Provided passage =
- - -

Posts Tagged ‘armenian recipe’


April 13, 2010

Choreg is a soft, sweet Armenian bread that we eat for dessert or breakfast or with appetizers. This recipe isn’t exactly like my great-grandmothers, but it’s close and it’s delicious.

5 cups flour

1 cup melted butter

1/3 cup sugar

3 eggs + 1 egg separated, beaten

2 packets of yeast

1/2 cup warm water

1/2 cup milk

1 1/2 tsp. kosher salt

sesame seeds for sprinkling over the top

Dissolve the yeast in the warm water and set aside. Melt the butter and beat the 3 eggs. Mix together the flour, sugar and salt well. Add in the butter, 3 eggs, yeast mixture and milk and mix together. You can knead it right in the bowl just until the dough comes together and isn’t sticking to the sides of the bowl anymore. Clean the bowl, coat it with butter or oil and put the dough back in. Cover with plastic wrap and let rise 2 hours.

Now it’s time to shape the dough. Take a key lime sized piece and roll it out with your hands into a long worm shape. Bend into a horseshoe shape and then braid the two sides. Place on a greased aluminum baking sheet. Do not use teflon, non-stick or any other dark bottom pan or they will burn on the bottom.

Let rise 30 more minutes. Brush with beaten egg and top with sesame seeds. Bake in a 375 F oven for 13 minutes. Take out and eat warm. If you’re not going to eat them all at once, you can freeze them and microwave them to heat them back up.


Cheese Boereg

February 18, 2010

Sometimes, cheese boereg is eaten as part of mezza (appetizers), but my family usually makes a meal out of them. They are crispy and cheesy and delicious. My favorite part is when the cheese oozes out the side and gets crispy on the pan. A little treat for the chef!

1 lb. package phyllo dough

1 stick melted butter

5 cups shredded jack cheese

1/3 cup cottage cheese

1/3 cup cream cheese

1 heaping Tbsp. feta cheese

2 beaten eggs

Get a big bowl and mix together all the cheeses and the eggs with your hands. Squish it all together until the cheese is all broken up and well combined with the egg.

Unroll the phyllo dough and brush the first layer lightly with melted butter. Put a small amount of the cheese filling at the bottom in the center.

Roll just one sheet of phyllo up a few times

Fold one third over toward the center

Roll up a couple more times

Fold the other third over toward the center

and roll up the rest of the way

Repeat until all the phyllo dough or all the cheese is used up. If you have leftover filling, you can freeze it for next time. Or you can spread it on pita bread and stick it under the broiler. Remember, it has raw eggs in it, so it must be cooked!

- - -

Requirement 1 =
List every line of the records that contains the string "white", matching case exactly.

- - -

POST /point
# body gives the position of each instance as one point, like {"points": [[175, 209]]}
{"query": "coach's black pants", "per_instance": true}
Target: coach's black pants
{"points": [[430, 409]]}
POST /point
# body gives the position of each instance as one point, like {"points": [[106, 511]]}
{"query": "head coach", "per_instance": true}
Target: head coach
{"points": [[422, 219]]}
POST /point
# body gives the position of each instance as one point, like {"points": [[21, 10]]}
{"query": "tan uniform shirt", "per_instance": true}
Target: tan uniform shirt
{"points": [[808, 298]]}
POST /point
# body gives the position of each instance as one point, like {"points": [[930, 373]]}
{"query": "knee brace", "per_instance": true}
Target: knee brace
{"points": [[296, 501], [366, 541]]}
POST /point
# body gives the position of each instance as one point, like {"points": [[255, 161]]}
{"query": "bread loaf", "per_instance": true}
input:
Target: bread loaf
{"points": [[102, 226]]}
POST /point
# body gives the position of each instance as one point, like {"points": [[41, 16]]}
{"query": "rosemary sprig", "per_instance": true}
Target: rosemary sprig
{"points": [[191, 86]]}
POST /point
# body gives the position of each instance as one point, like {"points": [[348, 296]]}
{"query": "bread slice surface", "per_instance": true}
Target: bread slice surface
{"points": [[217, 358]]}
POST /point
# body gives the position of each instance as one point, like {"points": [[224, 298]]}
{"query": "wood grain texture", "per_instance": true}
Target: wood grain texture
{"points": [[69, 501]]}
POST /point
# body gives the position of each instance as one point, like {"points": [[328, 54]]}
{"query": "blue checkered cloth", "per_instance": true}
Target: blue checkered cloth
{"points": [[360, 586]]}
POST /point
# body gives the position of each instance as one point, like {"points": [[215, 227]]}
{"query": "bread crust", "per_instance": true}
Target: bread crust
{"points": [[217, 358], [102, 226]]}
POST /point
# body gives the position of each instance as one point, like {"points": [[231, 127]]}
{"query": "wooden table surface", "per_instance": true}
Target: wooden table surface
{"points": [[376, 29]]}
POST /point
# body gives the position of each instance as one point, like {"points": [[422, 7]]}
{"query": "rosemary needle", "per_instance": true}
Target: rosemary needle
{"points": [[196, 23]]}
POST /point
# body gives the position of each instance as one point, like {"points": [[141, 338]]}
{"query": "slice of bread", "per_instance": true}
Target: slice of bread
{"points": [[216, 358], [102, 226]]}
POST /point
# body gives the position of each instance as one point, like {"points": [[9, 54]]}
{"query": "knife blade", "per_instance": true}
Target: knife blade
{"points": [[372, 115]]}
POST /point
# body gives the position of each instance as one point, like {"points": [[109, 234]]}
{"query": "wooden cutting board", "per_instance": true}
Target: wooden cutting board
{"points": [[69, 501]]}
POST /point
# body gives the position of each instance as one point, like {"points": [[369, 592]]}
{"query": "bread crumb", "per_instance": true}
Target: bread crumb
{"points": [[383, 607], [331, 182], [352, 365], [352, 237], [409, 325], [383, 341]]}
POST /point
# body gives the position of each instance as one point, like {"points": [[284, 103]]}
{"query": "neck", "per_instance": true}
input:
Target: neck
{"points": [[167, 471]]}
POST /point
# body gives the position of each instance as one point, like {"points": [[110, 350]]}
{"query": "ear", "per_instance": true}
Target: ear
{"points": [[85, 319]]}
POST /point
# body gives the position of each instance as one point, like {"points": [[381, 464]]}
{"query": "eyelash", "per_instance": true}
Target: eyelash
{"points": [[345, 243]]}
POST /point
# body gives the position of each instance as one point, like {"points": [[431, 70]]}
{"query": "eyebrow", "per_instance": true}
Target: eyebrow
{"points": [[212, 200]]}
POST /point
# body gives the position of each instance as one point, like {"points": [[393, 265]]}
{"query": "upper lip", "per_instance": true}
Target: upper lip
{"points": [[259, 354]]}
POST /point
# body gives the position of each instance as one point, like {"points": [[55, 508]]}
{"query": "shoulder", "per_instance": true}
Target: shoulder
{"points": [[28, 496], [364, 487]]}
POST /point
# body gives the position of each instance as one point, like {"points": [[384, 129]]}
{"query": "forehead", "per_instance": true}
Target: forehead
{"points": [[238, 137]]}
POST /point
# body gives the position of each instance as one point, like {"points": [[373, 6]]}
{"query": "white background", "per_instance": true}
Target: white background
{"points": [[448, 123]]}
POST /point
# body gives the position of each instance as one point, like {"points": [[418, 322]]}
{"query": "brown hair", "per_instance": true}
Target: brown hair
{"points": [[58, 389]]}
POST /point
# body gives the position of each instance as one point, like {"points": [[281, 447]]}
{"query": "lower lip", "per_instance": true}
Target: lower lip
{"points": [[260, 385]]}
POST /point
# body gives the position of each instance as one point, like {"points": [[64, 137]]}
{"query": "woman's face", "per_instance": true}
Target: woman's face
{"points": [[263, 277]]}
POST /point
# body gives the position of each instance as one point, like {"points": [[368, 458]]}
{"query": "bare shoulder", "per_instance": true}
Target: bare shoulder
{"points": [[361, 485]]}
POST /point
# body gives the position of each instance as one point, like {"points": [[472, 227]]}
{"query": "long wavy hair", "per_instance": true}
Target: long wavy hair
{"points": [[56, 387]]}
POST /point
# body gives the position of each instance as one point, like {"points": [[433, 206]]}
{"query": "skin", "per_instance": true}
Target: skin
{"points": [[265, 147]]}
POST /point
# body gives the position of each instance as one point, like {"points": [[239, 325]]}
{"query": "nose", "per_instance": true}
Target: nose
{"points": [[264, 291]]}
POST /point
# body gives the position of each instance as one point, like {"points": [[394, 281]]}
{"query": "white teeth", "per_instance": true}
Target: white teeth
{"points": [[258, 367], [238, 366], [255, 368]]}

- - -

Requirement 2 =
Repeat word for word the part of the recipe page starting with "5 cups shredded" and going on through "with the egg.".

Task solution 1 =
{"query": "white background", "per_instance": true}
Target: white background
{"query": "white teeth", "per_instance": true}
Target: white teeth

Task solution 2 =
5 cups shredded jack cheese

1/3 cup cottage cheese

1/3 cup cream cheese

1 heaping Tbsp. feta cheese

2 beaten eggs

Get a big bowl and mix together all the cheeses and the eggs with your hands. Squish it all together until the cheese is all broken up and well combined with the egg.